Locate each line in the listing below that contains the word "with" and copy those lines.

■ **Task inputs**:
►

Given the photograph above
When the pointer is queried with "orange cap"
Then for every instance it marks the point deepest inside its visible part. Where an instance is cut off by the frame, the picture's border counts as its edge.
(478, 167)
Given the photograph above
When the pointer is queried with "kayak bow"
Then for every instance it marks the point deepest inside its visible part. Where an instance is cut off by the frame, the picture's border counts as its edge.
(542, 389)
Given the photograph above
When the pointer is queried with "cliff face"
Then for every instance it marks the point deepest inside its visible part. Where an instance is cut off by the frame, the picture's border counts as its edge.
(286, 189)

◄
►

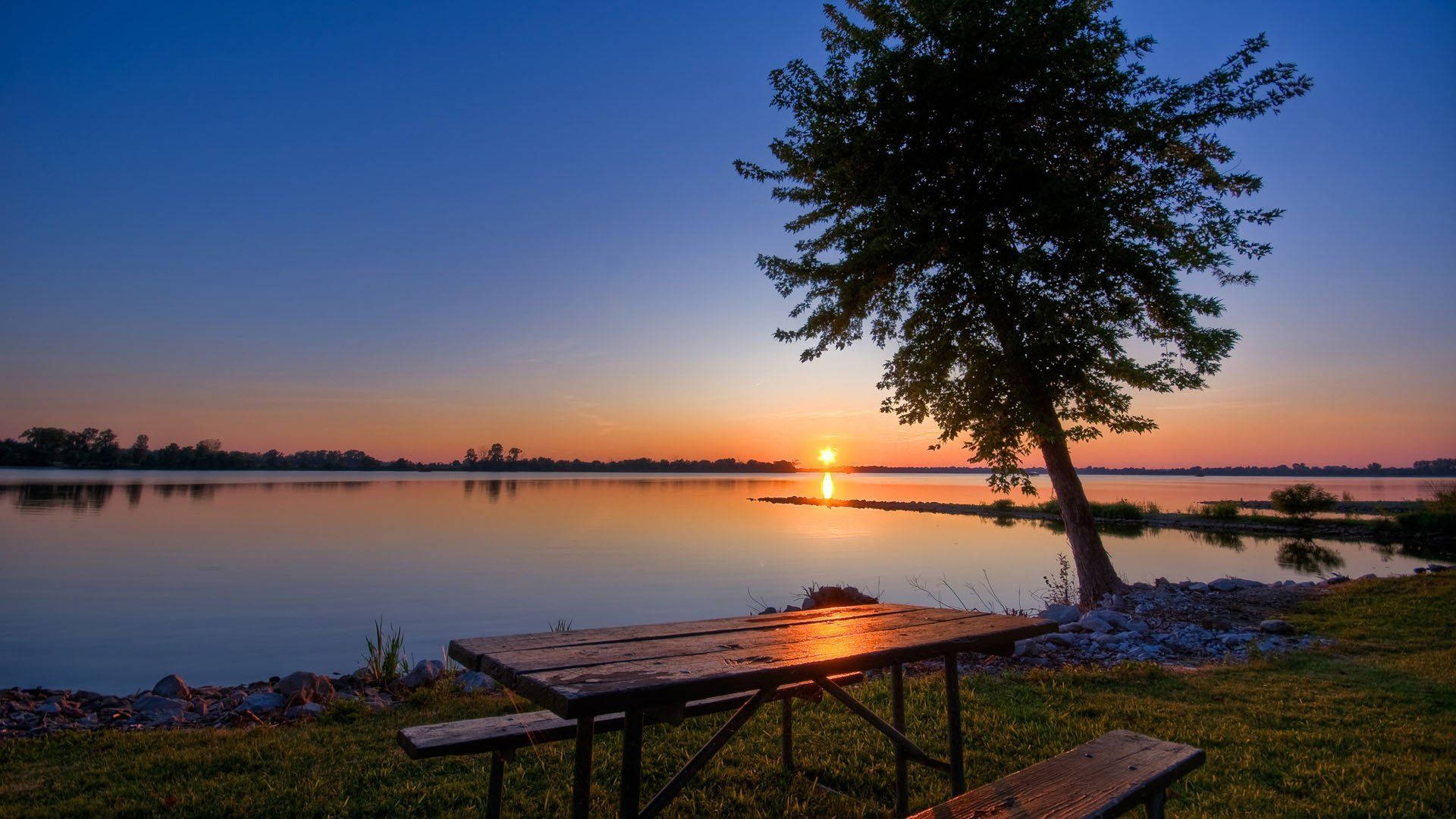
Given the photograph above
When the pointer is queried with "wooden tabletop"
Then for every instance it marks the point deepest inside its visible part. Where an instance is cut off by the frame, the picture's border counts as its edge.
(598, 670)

◄

■ **Right answer**:
When the pointer is queried with "orange cap"
When the pointer is queried with "kayak bow"
When the pointer is queried with "cliff face"
When the pointer is queried with "wooden tabletop"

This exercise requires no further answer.